Aim a:
In the listing, write out the lines from the one with "of the muddy" through the end again, swapping "hillside" for "slope" and keeping everything else unchanged.

Text section:
+--
# Steve Hall sightings!



## XTreme (May 17, 2008)

As some of you may know, I met up with Steve the night before last. 

He's undertaking a mammoth journey and is stopping off here and there enroute.

Anybody else run into him.....or know if he's reached Barcelona yet?


----------



## Suenneil (Feb 17, 2009)

XTreme said:


> As some of you may know, I met up with Steve the night before last.
> 
> He's undertaking a mammoth journey and is stopping off here and there enroute.
> 
> Anybody else run into him.....or know if he's reached Barcelona yet?


I have nothing to report Xtreme ... but Im sure you will keep us updated as his journey progresses ..... with your own very special wit and humour ... I shall look forward to tracking Steve´s progress - we could turn it into some sort of game ??? with points and prizes!

I wish him a safe journey .... lane:


----------



## XTreme (May 17, 2008)

You sure he's not shacked up with one of you ladies?


----------



## SteveHall (Oct 17, 2008)

Long story - still in Alicante but moving on to Valencia/Castellón tomorrow. 

Great to meet you Xtreme. Sue, found you a great place in Pueblo López if you are still interested and met your friend Stuart tonight. 

Not met any guapitas' mothers yet.


----------



## Tallulah (Feb 16, 2009)

SteveHall said:


> Not met any guapitas' mothers yet.


So that's your occupation, Steve - you're a MILFman doing your rounds!!

Tally.x


----------



## XTreme (May 17, 2008)

Good to see you Steve! And remember, if you find any hot young chicks that are too much for you to handle.....you got my number!


----------



## SteveHall (Oct 17, 2008)

No, I just have a tacit agreement with XTreme that I do not chase donkeys nor sub-30 guapitas. Have to give him a chance. Wow!! Was it hot today!


----------



## jkchawner (Dec 21, 2008)

SteveHall said:


> No, I just have a tacit agreement with XTreme that I do not chase donkeys nor sub-30 guapitas. Have to give him a chance. Wow!! Was it hot today!


good good old blighty was 30+ today as well when globel warming kicks proper in you will all be coming back


----------



## Tallulah (Feb 16, 2009)
+--
Aim b:
In the forum thread, where does SteveHall say he is moving on to tomorrow?

Supplied data:
+--
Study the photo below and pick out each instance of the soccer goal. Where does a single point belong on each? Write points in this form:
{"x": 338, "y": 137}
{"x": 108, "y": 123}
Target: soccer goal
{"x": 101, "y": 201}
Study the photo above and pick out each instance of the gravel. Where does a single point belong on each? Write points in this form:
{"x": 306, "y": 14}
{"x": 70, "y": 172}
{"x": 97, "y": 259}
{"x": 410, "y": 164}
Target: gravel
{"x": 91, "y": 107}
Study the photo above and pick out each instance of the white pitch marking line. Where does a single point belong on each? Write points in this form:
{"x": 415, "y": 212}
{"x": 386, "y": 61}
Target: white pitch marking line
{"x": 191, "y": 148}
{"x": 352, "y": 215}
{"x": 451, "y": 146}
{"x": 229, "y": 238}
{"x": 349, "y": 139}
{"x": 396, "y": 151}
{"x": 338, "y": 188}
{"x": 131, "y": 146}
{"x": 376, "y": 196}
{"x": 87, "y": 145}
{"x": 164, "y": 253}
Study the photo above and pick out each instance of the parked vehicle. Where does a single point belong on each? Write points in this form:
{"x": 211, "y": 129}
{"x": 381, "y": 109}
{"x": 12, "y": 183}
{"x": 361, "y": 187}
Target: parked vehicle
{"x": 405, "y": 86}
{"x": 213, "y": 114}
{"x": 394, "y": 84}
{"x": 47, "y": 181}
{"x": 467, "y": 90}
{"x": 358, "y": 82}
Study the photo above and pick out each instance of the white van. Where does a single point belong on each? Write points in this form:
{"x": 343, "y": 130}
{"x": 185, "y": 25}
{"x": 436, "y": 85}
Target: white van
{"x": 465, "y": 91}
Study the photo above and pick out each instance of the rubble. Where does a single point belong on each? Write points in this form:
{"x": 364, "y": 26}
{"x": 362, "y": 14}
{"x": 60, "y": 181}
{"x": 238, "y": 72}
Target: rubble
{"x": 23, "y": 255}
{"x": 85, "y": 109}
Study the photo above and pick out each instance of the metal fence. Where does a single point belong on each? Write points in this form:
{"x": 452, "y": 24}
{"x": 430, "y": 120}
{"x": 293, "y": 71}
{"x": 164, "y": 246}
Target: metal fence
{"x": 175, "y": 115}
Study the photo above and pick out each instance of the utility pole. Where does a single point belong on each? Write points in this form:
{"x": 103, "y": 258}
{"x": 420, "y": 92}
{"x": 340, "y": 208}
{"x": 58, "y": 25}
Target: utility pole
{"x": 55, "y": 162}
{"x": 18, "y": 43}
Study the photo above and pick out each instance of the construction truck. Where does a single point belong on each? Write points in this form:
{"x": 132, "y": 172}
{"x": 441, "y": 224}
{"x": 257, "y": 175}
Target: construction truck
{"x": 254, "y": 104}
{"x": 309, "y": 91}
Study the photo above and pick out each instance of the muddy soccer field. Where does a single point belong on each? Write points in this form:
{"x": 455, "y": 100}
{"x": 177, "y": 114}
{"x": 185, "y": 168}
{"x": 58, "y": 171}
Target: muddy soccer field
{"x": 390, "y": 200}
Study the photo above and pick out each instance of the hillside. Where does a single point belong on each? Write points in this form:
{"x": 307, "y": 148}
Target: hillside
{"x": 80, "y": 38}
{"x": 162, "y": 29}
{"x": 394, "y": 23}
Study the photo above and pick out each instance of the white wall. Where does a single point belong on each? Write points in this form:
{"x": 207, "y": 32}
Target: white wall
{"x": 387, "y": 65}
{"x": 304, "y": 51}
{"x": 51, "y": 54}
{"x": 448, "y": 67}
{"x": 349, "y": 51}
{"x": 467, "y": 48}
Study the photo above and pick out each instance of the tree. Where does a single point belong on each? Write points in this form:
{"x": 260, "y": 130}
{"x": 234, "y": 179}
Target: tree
+--
Exercise response a:
Study the photo above and pick out each instance of the muddy soccer field. Where does a single point belong on each? Write points in this form:
{"x": 455, "y": 100}
{"x": 177, "y": 114}
{"x": 185, "y": 168}
{"x": 58, "y": 171}
Target: muddy soccer field
{"x": 390, "y": 200}
Study the photo above and pick out each instance of the slope. Where does a single point belong on each? Write points in this form:
{"x": 307, "y": 148}
Target: slope
{"x": 80, "y": 38}
{"x": 162, "y": 29}
{"x": 394, "y": 23}
Study the photo above and pick out each instance of the white wall. Where does a single point belong on each? Write points in this form:
{"x": 207, "y": 32}
Target: white wall
{"x": 387, "y": 65}
{"x": 304, "y": 51}
{"x": 51, "y": 54}
{"x": 448, "y": 67}
{"x": 349, "y": 51}
{"x": 467, "y": 48}
Study the photo above and pick out each instance of the tree. Where does a single point belong on each? Write points in this form:
{"x": 260, "y": 130}
{"x": 234, "y": 179}
Target: tree

Exercise response b:
Valencia/Castellón